- _Directions_:
Rewrite all of the material below, replacing each occurrence of "give the mask" with "return the outline" and keeping everything else unchanged. Leave the pictures out of your answer.

- _Supplied material_:
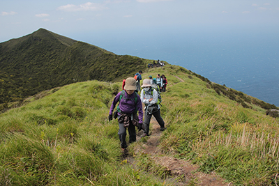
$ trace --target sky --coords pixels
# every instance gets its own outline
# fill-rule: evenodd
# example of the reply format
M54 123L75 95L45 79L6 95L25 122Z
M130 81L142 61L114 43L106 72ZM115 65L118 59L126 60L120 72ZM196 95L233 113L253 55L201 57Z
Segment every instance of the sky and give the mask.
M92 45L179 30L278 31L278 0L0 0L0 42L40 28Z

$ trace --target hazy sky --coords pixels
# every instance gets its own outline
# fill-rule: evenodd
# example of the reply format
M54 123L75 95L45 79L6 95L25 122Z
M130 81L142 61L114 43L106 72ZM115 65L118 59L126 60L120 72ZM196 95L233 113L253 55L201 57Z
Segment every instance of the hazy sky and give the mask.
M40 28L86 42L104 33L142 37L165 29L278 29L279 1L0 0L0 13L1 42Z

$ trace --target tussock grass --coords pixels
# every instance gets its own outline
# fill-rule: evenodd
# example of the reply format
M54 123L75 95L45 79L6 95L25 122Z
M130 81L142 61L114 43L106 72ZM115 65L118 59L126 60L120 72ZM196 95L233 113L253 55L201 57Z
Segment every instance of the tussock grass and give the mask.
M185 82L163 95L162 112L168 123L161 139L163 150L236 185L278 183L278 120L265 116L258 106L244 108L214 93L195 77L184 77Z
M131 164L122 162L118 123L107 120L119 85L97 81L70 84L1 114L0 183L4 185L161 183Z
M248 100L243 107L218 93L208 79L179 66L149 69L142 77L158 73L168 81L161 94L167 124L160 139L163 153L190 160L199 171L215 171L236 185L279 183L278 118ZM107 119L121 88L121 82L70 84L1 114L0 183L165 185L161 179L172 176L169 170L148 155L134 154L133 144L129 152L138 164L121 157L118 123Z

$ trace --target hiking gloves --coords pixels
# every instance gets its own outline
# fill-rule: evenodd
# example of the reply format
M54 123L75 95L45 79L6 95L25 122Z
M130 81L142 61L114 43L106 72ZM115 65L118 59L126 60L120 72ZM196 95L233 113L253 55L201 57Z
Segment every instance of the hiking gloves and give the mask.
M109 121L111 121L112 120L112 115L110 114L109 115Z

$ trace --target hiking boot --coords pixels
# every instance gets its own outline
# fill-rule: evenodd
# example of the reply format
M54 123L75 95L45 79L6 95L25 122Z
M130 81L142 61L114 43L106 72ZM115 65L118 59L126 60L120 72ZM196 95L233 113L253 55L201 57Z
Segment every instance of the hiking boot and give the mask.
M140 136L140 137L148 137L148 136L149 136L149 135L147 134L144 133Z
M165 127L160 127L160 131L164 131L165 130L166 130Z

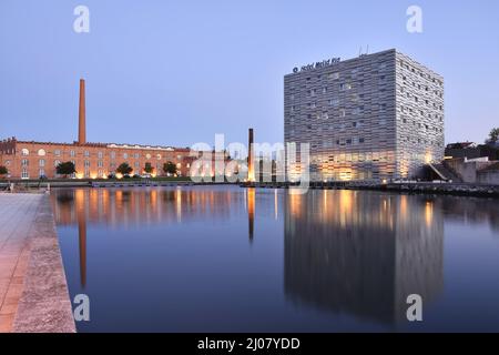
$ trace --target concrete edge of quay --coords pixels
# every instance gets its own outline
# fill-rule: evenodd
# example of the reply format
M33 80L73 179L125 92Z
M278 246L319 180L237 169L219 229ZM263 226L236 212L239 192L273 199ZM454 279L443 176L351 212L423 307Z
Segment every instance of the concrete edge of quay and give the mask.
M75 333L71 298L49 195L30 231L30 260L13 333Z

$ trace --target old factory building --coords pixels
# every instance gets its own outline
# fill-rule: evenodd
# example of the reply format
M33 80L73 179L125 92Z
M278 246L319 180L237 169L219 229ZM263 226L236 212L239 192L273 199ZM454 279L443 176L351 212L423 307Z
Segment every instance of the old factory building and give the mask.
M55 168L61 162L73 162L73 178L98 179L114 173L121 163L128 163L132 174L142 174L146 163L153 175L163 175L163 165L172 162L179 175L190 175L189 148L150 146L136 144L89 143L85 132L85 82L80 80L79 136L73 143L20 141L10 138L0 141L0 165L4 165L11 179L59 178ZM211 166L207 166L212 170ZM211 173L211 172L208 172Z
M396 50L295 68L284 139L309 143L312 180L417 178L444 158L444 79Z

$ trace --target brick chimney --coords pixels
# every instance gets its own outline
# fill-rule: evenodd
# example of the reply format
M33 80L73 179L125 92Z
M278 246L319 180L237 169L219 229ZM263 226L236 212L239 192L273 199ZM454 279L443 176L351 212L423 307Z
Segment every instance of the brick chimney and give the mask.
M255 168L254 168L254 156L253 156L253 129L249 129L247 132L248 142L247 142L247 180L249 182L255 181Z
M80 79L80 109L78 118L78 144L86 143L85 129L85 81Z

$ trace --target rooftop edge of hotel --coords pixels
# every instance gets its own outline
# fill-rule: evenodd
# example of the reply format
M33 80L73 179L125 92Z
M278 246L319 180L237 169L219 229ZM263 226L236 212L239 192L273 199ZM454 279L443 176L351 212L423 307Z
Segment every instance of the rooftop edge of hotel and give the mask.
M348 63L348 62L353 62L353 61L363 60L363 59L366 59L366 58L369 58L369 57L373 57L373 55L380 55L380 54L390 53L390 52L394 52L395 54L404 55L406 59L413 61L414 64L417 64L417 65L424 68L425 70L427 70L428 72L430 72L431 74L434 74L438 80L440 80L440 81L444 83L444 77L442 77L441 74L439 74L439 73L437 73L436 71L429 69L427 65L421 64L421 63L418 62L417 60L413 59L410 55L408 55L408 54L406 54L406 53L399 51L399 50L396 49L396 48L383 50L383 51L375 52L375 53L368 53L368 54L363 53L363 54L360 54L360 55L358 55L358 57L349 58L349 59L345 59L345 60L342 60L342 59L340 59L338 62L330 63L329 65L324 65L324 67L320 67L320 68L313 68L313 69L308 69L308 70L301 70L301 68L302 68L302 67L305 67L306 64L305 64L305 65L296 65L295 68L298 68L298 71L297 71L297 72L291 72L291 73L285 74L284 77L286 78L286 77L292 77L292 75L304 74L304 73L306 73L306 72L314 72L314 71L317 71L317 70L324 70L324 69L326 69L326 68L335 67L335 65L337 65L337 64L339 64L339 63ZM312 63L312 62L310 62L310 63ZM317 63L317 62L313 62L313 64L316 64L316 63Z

- _Task result_:
$ trace --target sky --coords pixels
# every instance gets its own outline
# fill-rule: evenodd
# example of the reply format
M54 123L75 95L45 79L6 95L25 122Z
M130 81L142 61L114 43L106 72ZM115 65L118 59L126 60L120 72ZM196 95L233 113L253 55L201 57Z
Segment every instance of the sky and return the outline.
M92 45L179 30L278 31L278 0L0 0L0 42L40 28Z

$ trace --target hazy sky --coords pixels
# every instance gets its own outline
# fill-rule: evenodd
# example of the reply format
M54 123L75 95L45 79L6 95L25 122Z
M130 81L142 61L114 43L106 72ZM115 65L118 59L126 60L120 72ZM196 95L233 113L253 55L201 57Z
Segment every instance of the hazy sky and return the outline.
M40 28L86 42L104 33L142 37L165 29L278 29L279 1L0 0L0 13L1 42Z

$ trace --target tussock grass --coords pixels
# every instance gets its own outline
# fill-rule: evenodd
# example of the reply format
M54 123L75 95L45 79L6 95L25 122Z
M130 81L142 61L114 43L106 72ZM115 65L118 59L126 60L120 72ZM196 95L233 113L253 55L201 57Z
Segment every instance of the tussock grass and return the outline.
M185 82L163 95L162 112L168 123L161 139L163 150L236 185L278 183L278 120L265 116L258 106L244 108L214 93L195 77L184 77Z
M131 164L122 162L118 123L107 120L119 85L97 81L70 84L1 114L0 183L4 185L161 183Z
M248 100L243 107L218 93L208 79L179 66L149 69L142 77L158 73L168 81L161 94L167 124L160 139L163 153L190 160L199 171L215 171L236 185L279 183L278 118ZM107 119L121 88L121 82L70 84L1 114L0 183L165 185L161 179L172 176L169 170L148 155L134 154L133 144L129 152L138 164L121 157L118 123Z

$ trace --target hiking gloves --coords pixels
# every instance gets its own outline
# fill-rule: evenodd
# example of the reply format
M54 123L75 95L45 79L6 95L25 122Z
M130 81L142 61L114 43L106 72ZM115 65L118 59L126 60L120 72ZM196 95L233 113L253 55L201 57Z
Segment every instance of the hiking gloves and return the outline.
M109 121L111 121L112 120L112 115L110 114L109 115Z

$ trace --target hiking boot --coords pixels
# every instance gets its own outline
# fill-rule: evenodd
# example of the reply format
M54 123L75 95L45 79L6 95L25 122Z
M130 81L142 61L114 43L106 72ZM115 65L118 59L126 60L120 72ZM196 95L233 113L253 55L201 57Z
Segment every instance of the hiking boot and return the outline.
M140 136L140 137L148 137L148 136L149 136L149 135L147 134L144 133Z
M165 127L160 127L160 131L164 131L165 130L166 130Z

$ trace --target concrete edge of quay --coords pixels
# every instance gets its own outline
# fill-rule: evenodd
# example of the reply format
M33 80L73 179L125 92Z
M278 246L319 180L237 169L219 229ZM263 226L236 212L239 192L273 199ZM454 279L443 176L351 212L423 307Z
Segment every instance of the concrete edge of quay and return the outline.
M75 333L71 298L49 195L30 231L30 260L13 333Z

$ trace --target old factory building --coords pixels
# every instance gets its own outline
# fill-rule: evenodd
# example of the reply format
M33 80L73 179L125 92Z
M278 246L319 180L237 169L219 229ZM263 226L236 212L239 192L273 199ZM454 279L443 176L351 212L423 307Z
Segment every instance of the old factory building and return the outline.
M55 168L61 162L73 162L73 178L98 179L114 173L121 163L128 163L132 174L142 174L146 163L153 175L163 175L163 165L172 162L179 175L190 175L189 148L150 146L136 144L89 143L85 132L85 82L80 80L79 136L73 143L20 141L10 138L0 141L0 165L4 165L11 179L59 178ZM211 166L207 166L212 170ZM211 173L211 172L208 172Z
M396 50L295 68L284 139L309 143L312 180L417 178L444 158L444 79Z

$ trace --target brick chimney --coords pixels
# every instance gets its own outline
# fill-rule: evenodd
# example of the reply format
M33 80L73 179L125 92Z
M278 246L319 180L237 169L219 229ZM263 226L236 212L239 192L273 199ZM454 279L443 176L351 212L423 307Z
Segment every instance of the brick chimney and return the outline.
M255 168L254 168L254 156L253 156L253 129L249 129L247 132L248 142L247 142L247 180L249 182L255 181Z
M80 79L80 109L78 118L78 144L86 143L85 129L85 81Z

$ trace --target rooftop edge of hotel --coords pixels
# every instance gets its own outline
# fill-rule: evenodd
# example of the reply format
M33 80L73 179L125 92Z
M278 246L319 180L237 169L219 229ZM263 226L236 212L239 192L273 199ZM454 279L443 176L351 212L423 307Z
Segment every instance of the rooftop edge of hotel and return the outline.
M348 63L348 62L353 62L353 61L363 60L363 59L366 59L366 58L369 58L369 57L373 57L373 55L380 55L380 54L390 53L390 52L394 52L395 54L404 55L406 59L413 61L414 64L417 64L417 65L424 68L425 70L427 70L428 72L430 72L431 74L434 74L438 80L440 80L440 81L444 83L444 77L442 77L441 74L439 74L439 73L437 73L436 71L429 69L427 65L421 64L421 63L418 62L417 60L413 59L410 55L408 55L408 54L406 54L406 53L399 51L399 50L396 49L396 48L383 50L383 51L375 52L375 53L368 53L368 54L363 53L363 54L360 54L360 55L358 55L358 57L349 58L349 59L345 59L345 60L342 60L342 59L340 59L338 62L330 63L329 65L324 65L324 67L320 67L320 68L313 68L313 69L308 69L308 70L301 70L301 68L302 68L302 67L305 67L306 64L305 64L305 65L296 65L295 68L298 68L298 71L297 71L297 72L291 72L291 73L285 74L284 77L286 78L286 77L292 77L292 75L304 74L304 73L306 73L306 72L314 72L314 71L317 71L317 70L324 70L324 69L326 69L326 68L335 67L335 65L337 65L337 64L339 64L339 63ZM312 63L312 62L310 62L310 63ZM317 63L317 62L313 62L313 64L316 64L316 63Z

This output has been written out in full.